◆ **Exercise brief**
Reproduce all of the lines below, swapping "pixel location" for "pixel coordinates" wherever it occurs and leaving everything else unchanged. Omit the pictures from your answer.

◆ **Data shown**
* Begin *

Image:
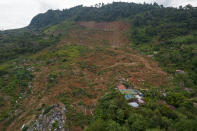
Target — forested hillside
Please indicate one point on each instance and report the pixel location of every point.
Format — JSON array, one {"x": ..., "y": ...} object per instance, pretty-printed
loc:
[{"x": 63, "y": 70}]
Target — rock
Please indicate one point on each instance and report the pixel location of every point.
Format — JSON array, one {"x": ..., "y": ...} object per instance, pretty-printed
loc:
[{"x": 52, "y": 120}]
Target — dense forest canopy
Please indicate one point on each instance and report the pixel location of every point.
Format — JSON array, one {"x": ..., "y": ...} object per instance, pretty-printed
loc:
[{"x": 167, "y": 34}]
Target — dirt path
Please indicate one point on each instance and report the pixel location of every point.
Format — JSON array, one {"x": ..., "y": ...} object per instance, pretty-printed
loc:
[{"x": 110, "y": 64}]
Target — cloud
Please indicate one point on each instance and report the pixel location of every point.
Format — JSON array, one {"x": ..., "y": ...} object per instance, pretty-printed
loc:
[{"x": 18, "y": 13}]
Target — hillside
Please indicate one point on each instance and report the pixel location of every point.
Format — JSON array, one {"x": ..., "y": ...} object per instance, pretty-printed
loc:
[{"x": 65, "y": 70}]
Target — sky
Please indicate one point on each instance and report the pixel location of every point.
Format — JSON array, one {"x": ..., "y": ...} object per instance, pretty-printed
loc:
[{"x": 18, "y": 13}]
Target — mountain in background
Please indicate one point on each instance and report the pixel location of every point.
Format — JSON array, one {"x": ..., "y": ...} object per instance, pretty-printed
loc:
[{"x": 64, "y": 70}]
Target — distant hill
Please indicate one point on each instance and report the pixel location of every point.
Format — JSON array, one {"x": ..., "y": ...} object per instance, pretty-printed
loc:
[{"x": 62, "y": 71}]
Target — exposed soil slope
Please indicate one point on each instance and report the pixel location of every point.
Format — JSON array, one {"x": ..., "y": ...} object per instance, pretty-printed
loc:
[{"x": 92, "y": 73}]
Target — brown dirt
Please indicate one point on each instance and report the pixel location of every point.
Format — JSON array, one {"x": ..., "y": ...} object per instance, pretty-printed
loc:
[{"x": 112, "y": 64}]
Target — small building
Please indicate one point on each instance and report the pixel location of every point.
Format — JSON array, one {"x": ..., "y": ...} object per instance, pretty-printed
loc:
[
  {"x": 121, "y": 87},
  {"x": 180, "y": 72}
]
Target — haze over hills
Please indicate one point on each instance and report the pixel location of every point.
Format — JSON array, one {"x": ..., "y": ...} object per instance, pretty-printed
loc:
[{"x": 120, "y": 66}]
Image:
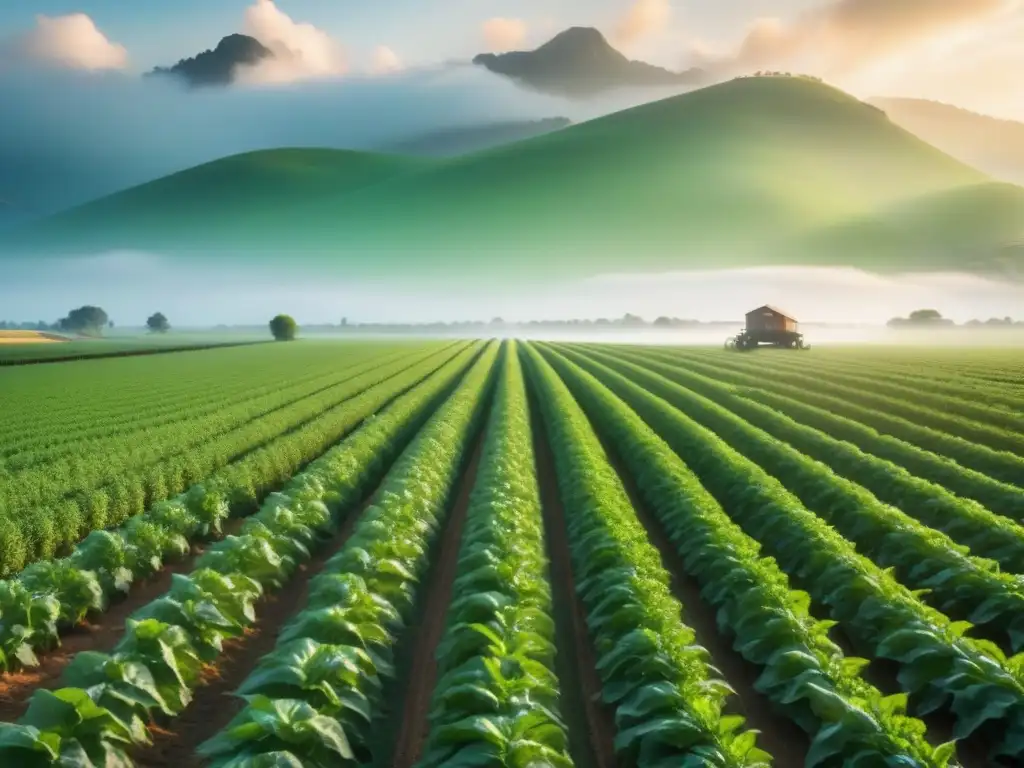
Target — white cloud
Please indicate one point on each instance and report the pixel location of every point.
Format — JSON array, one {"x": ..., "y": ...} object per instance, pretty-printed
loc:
[
  {"x": 504, "y": 34},
  {"x": 72, "y": 41},
  {"x": 301, "y": 51},
  {"x": 386, "y": 60},
  {"x": 642, "y": 18}
]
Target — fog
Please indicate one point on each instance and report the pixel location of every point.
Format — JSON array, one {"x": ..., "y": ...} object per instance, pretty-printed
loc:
[
  {"x": 132, "y": 286},
  {"x": 69, "y": 136}
]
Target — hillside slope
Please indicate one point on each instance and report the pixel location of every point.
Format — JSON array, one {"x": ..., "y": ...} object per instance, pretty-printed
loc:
[
  {"x": 993, "y": 145},
  {"x": 755, "y": 171},
  {"x": 218, "y": 202}
]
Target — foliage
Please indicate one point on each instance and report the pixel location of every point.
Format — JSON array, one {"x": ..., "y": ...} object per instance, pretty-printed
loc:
[
  {"x": 86, "y": 320},
  {"x": 244, "y": 438},
  {"x": 939, "y": 667},
  {"x": 670, "y": 704},
  {"x": 284, "y": 328},
  {"x": 331, "y": 659},
  {"x": 497, "y": 695},
  {"x": 155, "y": 668},
  {"x": 804, "y": 673},
  {"x": 158, "y": 323}
]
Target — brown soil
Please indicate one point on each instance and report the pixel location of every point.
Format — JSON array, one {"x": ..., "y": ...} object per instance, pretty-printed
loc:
[
  {"x": 213, "y": 705},
  {"x": 425, "y": 637},
  {"x": 778, "y": 735},
  {"x": 581, "y": 683},
  {"x": 100, "y": 635}
]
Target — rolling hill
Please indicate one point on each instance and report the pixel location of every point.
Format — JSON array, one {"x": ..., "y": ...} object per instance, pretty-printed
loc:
[
  {"x": 993, "y": 145},
  {"x": 463, "y": 139},
  {"x": 755, "y": 171}
]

* End *

◆ **Exercise response**
Image:
Target — forested hillside
Please indicate one point on each instance and report the pixel coordinates of every point.
Format — JSON array, one {"x": ..., "y": ...} object per instance, pretty-printed
loc:
[{"x": 63, "y": 70}]
Target — rock
Please indicate one point on each instance and report the pixel coordinates of every point.
Format — JSON array, one {"x": ..., "y": ...} object per instance, pretty-printed
loc:
[{"x": 52, "y": 120}]
Target — dense forest canopy
Please indicate one point on each instance and report the pixel coordinates of every point.
Format — JSON array, one {"x": ..., "y": ...} object per instance, pretty-printed
loc:
[{"x": 167, "y": 34}]
Target — dirt path
Please indicate one point on each instance and report the pixel coordinates of every point.
Format — JSON array, one {"x": ..., "y": ...} object per instance, pretty-printed
loc:
[{"x": 110, "y": 64}]
Target — cloud
Please indicate one point on each instance and report the pixel coordinates of every point.
Format — JSON array, one {"x": ..., "y": ...} object per instance, pretty-printed
loc:
[{"x": 18, "y": 13}]
Target — hillside
Please indicate one point on each instance and report the pixel coordinates of every point.
Format — JSON array, one {"x": ..., "y": ...} object per instance, pretty-printed
loc:
[{"x": 65, "y": 70}]
Target — sky
Please indicate one point on each instance and report the pixel coordinates of every point.
Format — JSON array, one {"x": ..., "y": ...} object per instance, pretty-printed
loc:
[{"x": 18, "y": 13}]
Target — mountain in background
Please indicate one point on each instance and report the pixel coordinates of every point.
Format — JSON array, one {"x": ..., "y": ...} object per instance, pretty-printed
loc:
[{"x": 64, "y": 70}]
Target — distant hill
Please indicate one point on each instance and report the pixel coordinates of every point.
Format — JSON array, one {"x": ..., "y": ...} object per instance, pretty-printed
loc:
[{"x": 62, "y": 71}]
Target — exposed soil slope
Please indicate one point on each instance and report the pixel coordinates of every point.
Format — JSON array, one {"x": ..., "y": ...} object per instance, pretty-printed
loc:
[{"x": 92, "y": 73}]
Target — brown dirt
Please indicate one point on each instance and report the pixel coordinates of every point.
Format — JSON array, one {"x": ..., "y": ...} object per instance, pretty-printed
loc:
[{"x": 112, "y": 64}]
Target — small building
Please indicate one point on each instance and report the pixel coordinates of every point.
Format — JSON array, one {"x": ..., "y": ...} object per instance, pretty-printed
loc:
[
  {"x": 121, "y": 87},
  {"x": 180, "y": 72}
]
Target — haze over hills
Please indicate one point on each instance and report the pixel coordinates of every point.
Format — JSON array, one {"x": ..., "y": ...} object per instance, pretty-printed
loc:
[{"x": 120, "y": 66}]
Image:
Target — white cloud
Please indicate one point on each instance and report the pixel coordinates of every point.
Format — JSON array, one {"x": ..., "y": ...} object per instance, pretty-printed
loc:
[
  {"x": 504, "y": 34},
  {"x": 72, "y": 41},
  {"x": 301, "y": 51},
  {"x": 386, "y": 60},
  {"x": 642, "y": 18}
]
Target — fog
Please indicate one point on each instance and report the pixel coordinates of every point.
Format — JSON array, one {"x": ..., "y": ...} object per instance, pretty-printed
loc:
[
  {"x": 132, "y": 286},
  {"x": 69, "y": 136}
]
Target — hillside slope
Please indicate one point on each instance and report the pixel coordinates of every point.
Format — JSON array, one {"x": ..., "y": ...} object per instance, pretty-printed
loc:
[
  {"x": 993, "y": 145},
  {"x": 755, "y": 171},
  {"x": 218, "y": 202}
]
Target — foliage
Please indicate one point on each instance and report the pixel coordinates of every point.
Format — JSON array, one {"x": ..., "y": ...} object per instance, pretty-printed
loc:
[
  {"x": 86, "y": 320},
  {"x": 244, "y": 438},
  {"x": 939, "y": 667},
  {"x": 670, "y": 704},
  {"x": 284, "y": 328},
  {"x": 331, "y": 659},
  {"x": 497, "y": 695},
  {"x": 155, "y": 668},
  {"x": 804, "y": 673},
  {"x": 158, "y": 323}
]
Target — brown soil
Please indicate one point on each instance and report the pixel coordinates of every point.
Format — JSON array, one {"x": ..., "y": ...} object per instance, pretty-printed
loc:
[
  {"x": 213, "y": 705},
  {"x": 425, "y": 637},
  {"x": 778, "y": 735},
  {"x": 581, "y": 683},
  {"x": 100, "y": 635}
]
Target — rolling hill
Please indicate one point on each instance and report the pixel coordinates of every point.
Format — JSON array, one {"x": ..., "y": ...} object per instance, pretty-printed
loc:
[
  {"x": 993, "y": 145},
  {"x": 463, "y": 139},
  {"x": 755, "y": 171}
]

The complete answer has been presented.